Start of RECORDS FOR THIS TASK

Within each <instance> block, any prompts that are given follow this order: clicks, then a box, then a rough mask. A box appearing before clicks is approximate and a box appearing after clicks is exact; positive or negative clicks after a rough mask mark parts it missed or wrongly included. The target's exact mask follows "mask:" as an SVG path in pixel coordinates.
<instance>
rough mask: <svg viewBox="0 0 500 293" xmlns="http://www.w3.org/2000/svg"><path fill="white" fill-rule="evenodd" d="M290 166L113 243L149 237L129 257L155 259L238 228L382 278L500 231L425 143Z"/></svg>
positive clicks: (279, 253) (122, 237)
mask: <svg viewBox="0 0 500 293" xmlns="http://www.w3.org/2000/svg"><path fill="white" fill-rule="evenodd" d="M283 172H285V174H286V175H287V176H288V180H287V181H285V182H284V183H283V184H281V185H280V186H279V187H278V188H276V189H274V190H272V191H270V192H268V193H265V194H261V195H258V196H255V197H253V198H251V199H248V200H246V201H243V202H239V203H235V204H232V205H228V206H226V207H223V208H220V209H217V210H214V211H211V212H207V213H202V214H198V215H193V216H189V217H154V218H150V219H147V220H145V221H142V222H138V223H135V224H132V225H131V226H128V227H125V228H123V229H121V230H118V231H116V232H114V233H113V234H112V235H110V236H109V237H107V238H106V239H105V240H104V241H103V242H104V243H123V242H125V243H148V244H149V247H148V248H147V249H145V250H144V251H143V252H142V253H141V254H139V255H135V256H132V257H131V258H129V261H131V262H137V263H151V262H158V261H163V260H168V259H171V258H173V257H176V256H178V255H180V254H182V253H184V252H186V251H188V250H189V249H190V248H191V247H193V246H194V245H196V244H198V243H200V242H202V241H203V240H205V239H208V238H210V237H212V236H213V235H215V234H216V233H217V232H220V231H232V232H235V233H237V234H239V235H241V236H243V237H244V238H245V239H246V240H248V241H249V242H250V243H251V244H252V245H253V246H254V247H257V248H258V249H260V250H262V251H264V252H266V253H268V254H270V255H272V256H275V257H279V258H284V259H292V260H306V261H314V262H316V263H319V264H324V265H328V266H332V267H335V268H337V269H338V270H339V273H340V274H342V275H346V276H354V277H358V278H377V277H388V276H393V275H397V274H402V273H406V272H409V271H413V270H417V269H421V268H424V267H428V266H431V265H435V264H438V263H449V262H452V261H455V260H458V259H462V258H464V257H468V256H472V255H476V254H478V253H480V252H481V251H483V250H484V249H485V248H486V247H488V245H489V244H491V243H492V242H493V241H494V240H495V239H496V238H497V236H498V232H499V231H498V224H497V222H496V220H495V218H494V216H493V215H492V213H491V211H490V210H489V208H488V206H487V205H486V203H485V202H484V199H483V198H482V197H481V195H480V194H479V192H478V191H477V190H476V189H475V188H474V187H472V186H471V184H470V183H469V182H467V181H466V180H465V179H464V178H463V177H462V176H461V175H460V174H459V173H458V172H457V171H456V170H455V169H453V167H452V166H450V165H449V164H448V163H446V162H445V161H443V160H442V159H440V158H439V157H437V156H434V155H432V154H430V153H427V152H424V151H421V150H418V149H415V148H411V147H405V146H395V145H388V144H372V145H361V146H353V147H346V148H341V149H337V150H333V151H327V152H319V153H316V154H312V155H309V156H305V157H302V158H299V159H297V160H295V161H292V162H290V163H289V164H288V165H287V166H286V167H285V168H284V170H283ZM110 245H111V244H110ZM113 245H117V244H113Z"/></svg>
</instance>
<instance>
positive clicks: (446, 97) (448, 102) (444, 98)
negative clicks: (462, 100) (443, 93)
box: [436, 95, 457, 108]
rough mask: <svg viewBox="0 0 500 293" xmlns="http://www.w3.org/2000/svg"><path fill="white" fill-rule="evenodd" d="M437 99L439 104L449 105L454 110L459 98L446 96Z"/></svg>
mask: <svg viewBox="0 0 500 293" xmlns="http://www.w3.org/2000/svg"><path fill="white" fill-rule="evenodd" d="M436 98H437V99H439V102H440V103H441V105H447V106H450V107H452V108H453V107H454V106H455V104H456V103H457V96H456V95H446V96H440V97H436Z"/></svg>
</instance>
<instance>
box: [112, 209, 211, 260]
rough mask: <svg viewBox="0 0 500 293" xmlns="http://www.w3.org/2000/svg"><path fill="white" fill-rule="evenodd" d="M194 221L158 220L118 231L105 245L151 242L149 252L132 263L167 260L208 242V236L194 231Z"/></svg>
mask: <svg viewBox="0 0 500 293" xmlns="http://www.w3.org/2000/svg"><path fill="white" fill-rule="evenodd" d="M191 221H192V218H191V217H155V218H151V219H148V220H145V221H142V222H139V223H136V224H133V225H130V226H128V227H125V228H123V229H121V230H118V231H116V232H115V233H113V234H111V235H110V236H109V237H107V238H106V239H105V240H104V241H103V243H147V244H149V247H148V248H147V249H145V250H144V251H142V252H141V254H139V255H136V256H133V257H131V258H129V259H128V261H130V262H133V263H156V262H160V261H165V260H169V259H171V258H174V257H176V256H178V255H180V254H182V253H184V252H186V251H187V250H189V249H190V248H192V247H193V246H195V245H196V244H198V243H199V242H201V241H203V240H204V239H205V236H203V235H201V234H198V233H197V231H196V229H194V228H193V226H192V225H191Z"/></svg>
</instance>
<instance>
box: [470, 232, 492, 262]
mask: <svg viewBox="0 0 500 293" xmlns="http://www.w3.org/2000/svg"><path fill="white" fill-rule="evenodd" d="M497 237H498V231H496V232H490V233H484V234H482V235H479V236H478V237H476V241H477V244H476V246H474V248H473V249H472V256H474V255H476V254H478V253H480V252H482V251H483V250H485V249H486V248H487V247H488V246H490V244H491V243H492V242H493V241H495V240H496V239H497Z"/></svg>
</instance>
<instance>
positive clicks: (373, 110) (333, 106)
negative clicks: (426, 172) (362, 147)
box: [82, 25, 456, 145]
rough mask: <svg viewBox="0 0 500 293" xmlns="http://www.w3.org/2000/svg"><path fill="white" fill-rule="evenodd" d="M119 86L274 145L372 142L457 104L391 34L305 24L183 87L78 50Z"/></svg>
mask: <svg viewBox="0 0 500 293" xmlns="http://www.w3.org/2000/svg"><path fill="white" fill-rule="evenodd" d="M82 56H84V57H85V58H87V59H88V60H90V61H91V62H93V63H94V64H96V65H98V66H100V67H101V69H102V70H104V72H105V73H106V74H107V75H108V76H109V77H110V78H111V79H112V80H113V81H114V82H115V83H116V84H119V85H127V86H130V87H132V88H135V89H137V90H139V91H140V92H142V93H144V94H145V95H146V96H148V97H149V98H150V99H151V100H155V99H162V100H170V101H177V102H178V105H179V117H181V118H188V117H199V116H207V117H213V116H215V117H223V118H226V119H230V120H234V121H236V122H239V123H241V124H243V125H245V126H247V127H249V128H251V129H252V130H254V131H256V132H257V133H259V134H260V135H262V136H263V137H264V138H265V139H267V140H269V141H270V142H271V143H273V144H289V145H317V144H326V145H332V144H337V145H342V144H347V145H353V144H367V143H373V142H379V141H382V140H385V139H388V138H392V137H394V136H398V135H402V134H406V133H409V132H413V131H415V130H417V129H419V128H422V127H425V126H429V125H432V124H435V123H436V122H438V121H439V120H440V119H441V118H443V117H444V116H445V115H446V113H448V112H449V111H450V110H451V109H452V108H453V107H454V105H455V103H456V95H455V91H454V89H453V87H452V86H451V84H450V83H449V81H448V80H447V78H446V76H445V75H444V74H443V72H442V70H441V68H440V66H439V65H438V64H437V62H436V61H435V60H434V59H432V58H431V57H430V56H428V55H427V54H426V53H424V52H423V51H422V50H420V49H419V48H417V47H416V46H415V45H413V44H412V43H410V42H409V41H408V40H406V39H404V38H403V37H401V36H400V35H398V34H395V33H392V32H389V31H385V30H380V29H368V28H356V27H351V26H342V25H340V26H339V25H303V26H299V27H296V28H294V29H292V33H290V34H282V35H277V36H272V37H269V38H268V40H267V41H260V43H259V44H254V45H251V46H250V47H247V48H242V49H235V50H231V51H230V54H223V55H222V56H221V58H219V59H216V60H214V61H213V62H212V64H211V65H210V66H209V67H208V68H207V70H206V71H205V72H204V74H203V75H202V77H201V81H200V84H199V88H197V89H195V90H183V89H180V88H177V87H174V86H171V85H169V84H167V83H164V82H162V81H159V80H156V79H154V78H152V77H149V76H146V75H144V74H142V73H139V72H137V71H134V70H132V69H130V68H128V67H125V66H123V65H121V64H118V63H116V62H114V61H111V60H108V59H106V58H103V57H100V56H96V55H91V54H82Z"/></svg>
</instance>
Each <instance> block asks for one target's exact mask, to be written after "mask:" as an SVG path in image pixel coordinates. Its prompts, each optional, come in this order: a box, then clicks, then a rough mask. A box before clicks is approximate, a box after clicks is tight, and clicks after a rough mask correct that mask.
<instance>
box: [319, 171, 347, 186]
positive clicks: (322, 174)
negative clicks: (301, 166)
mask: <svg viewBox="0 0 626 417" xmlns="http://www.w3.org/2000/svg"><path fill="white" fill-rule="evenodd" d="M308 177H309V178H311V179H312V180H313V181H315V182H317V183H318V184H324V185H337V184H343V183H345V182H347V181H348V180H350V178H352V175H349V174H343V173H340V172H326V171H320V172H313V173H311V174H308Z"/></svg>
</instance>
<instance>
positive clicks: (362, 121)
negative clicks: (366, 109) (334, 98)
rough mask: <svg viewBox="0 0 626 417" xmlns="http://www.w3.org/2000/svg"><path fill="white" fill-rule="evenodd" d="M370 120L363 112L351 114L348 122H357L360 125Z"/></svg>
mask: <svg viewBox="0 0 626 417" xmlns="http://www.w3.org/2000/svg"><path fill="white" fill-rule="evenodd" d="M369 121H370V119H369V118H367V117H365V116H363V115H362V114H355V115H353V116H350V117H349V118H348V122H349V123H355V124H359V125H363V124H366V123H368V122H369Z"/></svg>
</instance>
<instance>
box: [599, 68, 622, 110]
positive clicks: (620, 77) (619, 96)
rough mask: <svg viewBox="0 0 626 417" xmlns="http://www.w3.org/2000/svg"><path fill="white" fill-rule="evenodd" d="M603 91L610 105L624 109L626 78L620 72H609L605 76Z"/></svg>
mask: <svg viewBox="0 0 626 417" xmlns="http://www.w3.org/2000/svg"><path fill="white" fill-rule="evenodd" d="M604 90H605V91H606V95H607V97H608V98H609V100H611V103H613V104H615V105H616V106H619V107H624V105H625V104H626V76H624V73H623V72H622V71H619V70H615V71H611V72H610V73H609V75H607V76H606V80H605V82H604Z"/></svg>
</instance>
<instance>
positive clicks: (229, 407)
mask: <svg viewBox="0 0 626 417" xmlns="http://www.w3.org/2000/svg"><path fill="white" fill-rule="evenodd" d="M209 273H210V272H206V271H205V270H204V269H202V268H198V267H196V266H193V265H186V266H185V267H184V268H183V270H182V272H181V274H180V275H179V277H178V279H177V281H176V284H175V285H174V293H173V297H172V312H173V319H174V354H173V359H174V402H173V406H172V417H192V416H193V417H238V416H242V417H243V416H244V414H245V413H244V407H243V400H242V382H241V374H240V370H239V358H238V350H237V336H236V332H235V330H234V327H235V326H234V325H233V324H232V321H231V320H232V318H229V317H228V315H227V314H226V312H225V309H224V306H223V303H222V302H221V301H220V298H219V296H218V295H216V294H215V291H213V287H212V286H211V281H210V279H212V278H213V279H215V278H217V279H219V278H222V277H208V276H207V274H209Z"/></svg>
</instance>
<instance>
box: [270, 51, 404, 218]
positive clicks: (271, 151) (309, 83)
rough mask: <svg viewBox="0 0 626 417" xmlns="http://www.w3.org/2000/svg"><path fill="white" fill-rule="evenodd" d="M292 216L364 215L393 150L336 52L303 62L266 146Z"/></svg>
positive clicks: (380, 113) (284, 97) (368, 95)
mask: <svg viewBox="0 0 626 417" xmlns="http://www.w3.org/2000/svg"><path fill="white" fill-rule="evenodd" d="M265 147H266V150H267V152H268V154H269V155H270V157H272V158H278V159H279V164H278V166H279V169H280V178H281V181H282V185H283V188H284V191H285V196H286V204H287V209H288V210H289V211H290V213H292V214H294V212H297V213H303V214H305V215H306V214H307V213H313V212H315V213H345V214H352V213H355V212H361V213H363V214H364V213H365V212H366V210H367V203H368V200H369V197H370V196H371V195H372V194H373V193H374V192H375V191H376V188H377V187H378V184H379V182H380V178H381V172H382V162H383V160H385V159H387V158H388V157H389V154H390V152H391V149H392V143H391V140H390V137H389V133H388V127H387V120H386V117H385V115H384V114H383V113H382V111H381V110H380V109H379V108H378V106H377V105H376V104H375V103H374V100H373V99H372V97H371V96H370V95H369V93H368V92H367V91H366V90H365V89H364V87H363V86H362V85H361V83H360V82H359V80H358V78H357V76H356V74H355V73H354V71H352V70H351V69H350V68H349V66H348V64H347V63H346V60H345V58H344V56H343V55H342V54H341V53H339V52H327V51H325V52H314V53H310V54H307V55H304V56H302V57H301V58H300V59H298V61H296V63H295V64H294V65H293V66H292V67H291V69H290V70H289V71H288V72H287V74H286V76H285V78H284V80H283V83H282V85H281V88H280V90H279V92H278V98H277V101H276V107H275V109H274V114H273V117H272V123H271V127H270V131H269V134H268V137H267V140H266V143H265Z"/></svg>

End of RECORDS FOR THIS TASK

▶ [EXERCISE]
Collect every line of the entries above that contains the string "positive" and copy each one out. Uppercase and lowercase letters must match.

▶ [EXERCISE ANSWER]
Within each <instance> block, any prompts that are given follow this order: clicks, then a box, then a rough mask. A box appearing before clicks is approximate and a box appearing after clicks is exact; positive or negative clicks after a rough mask mark parts it missed or wrongly included. The target's exact mask follows "mask:" as an SVG path in pixel coordinates.
positive clicks: (279, 253) (122, 237)
positive clicks: (446, 97) (448, 102) (444, 98)
positive clicks: (373, 110) (333, 106)
positive clicks: (322, 174)
positive clicks: (362, 121)
positive clicks: (620, 77) (619, 96)
positive clicks: (229, 407)
positive clicks: (271, 151) (309, 83)
positive clicks: (380, 113) (284, 97) (368, 95)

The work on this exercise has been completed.